> **Given problem A**: In the passage on Dacusville, in which month is the community's yearly tractor show held?
> **Given problem B**: For each statement below, say whether it agrees with the passage on Dacusville, and quote the words of the passage that decide it: (i) Dacusville was first listed as a CDP in the 2010 census. (ii) Archibald Dacus was born in Lunenburg County, Virginia. (iii) The place where Dacus ran his trading post was also a stage coach stop.

> **Given text**:
═══

Dacusville is a small unincorporated community and census-designated place (CDP) in Pickens County, South Carolina, United States. It is best known for its tractor show once a year in the month of September. The community also has an elementary school and a middle school. It was first listed as a CDP in the 2020 census with a population of 399.

Hester Store was listed on the National Register of Historic Places in 2013.

Dacusville is located in the Greenville-Anderson Metropolitan Statistical Area and the Greenville-Spartanburg-Anderson Combined Statistical Area.

History
Dacusville was named for Archibald Dacus. Dacus was born in Lunenburg County, Virginia, in 1769, to John and Mara Dacus. In the late seventeen hundreds, he moved with several of his family to Upper State South Carolina.  He ran a trading post on the old Indian Road that ran from Virginia through North and South Carolina into Georgia territory, at what soon came to be called Dacusville, to trade with the Indians and passers-by, as well as local people.  It is said that this was first called "The Trap". This was also a stage coach stop.  History relates there had been a post office in this vicinity since Revolutionary War days which had been operated from more than one location by various people.  Archibald Dacus began to operate the post office from his trading post (store) and the place was called "Dacusville" after him.

═══

> **Supplied entries**:
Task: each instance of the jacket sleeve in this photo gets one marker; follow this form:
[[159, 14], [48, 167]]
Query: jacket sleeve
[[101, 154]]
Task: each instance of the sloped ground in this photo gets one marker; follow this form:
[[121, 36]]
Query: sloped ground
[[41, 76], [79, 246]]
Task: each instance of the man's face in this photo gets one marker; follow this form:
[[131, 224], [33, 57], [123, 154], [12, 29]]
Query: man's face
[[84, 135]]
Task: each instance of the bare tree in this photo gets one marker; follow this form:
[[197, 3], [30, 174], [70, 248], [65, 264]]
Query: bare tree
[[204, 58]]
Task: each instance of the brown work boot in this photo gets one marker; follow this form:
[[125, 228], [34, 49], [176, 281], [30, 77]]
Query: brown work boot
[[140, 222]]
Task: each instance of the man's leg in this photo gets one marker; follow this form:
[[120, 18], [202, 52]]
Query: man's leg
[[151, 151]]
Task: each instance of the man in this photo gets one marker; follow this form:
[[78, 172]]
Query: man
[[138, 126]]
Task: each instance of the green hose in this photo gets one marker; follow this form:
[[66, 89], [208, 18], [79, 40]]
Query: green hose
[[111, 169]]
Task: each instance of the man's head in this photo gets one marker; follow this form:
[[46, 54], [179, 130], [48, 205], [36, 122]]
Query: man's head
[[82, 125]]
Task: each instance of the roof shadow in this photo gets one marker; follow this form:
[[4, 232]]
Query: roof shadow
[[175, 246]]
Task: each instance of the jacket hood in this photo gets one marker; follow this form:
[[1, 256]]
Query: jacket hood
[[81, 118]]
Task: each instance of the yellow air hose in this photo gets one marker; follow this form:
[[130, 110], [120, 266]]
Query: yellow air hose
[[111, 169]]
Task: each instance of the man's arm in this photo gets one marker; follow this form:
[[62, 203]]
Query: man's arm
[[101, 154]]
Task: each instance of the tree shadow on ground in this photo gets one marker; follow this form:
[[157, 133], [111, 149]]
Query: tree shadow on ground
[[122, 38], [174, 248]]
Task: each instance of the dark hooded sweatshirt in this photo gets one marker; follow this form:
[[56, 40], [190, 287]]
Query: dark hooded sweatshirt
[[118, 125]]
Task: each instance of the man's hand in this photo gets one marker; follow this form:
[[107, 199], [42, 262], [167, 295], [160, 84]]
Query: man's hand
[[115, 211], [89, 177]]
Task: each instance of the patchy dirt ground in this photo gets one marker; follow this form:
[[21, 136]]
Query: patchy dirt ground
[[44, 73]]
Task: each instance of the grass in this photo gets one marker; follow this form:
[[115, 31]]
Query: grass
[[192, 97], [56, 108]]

═══

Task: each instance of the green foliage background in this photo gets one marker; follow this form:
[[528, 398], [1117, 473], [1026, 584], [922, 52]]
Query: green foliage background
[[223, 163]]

═══

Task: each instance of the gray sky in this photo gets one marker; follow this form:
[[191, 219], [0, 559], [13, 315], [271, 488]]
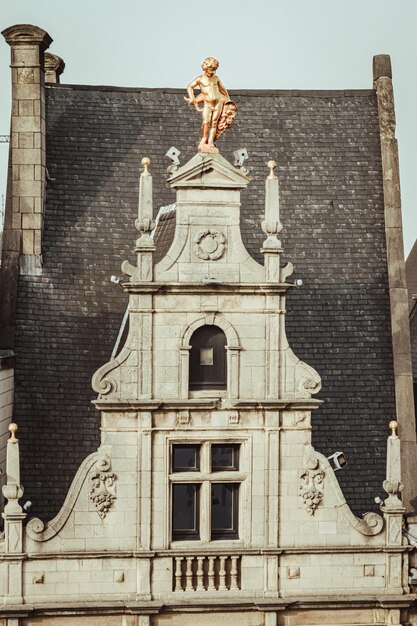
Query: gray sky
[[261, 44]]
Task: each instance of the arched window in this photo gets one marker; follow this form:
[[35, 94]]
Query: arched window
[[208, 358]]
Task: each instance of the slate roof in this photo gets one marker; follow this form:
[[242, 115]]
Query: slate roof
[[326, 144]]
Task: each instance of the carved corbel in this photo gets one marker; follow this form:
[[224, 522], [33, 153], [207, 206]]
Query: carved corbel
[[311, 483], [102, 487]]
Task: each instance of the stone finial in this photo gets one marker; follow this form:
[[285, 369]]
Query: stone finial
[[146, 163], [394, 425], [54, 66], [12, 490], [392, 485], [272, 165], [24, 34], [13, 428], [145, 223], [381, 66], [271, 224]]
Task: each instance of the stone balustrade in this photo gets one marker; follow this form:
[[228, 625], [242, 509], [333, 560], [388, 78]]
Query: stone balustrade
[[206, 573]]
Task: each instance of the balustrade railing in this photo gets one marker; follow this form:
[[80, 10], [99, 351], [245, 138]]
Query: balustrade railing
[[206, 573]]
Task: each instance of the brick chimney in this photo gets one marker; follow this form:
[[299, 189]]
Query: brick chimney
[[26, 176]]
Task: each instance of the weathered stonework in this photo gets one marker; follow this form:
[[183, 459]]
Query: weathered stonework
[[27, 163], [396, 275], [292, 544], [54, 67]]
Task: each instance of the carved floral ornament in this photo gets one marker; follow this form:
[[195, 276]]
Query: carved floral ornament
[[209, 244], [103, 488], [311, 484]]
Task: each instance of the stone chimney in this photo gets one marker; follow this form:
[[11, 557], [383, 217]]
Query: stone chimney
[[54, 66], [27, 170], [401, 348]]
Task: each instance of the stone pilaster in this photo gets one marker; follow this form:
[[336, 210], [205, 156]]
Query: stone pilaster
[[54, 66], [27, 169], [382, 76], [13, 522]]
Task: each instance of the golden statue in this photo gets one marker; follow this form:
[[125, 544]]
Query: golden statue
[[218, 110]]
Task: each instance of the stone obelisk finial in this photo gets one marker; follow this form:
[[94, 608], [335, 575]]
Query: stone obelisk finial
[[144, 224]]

═══

> **Full response A**: September.

> **Full response B**:
(i) No: "It was first listed as a CDP in the 2020 census with a population of 399."
(ii) Yes: "Dacus was born in Lunenburg County, Virginia, in 1769"
(iii) Yes: "This was also a stage coach stop."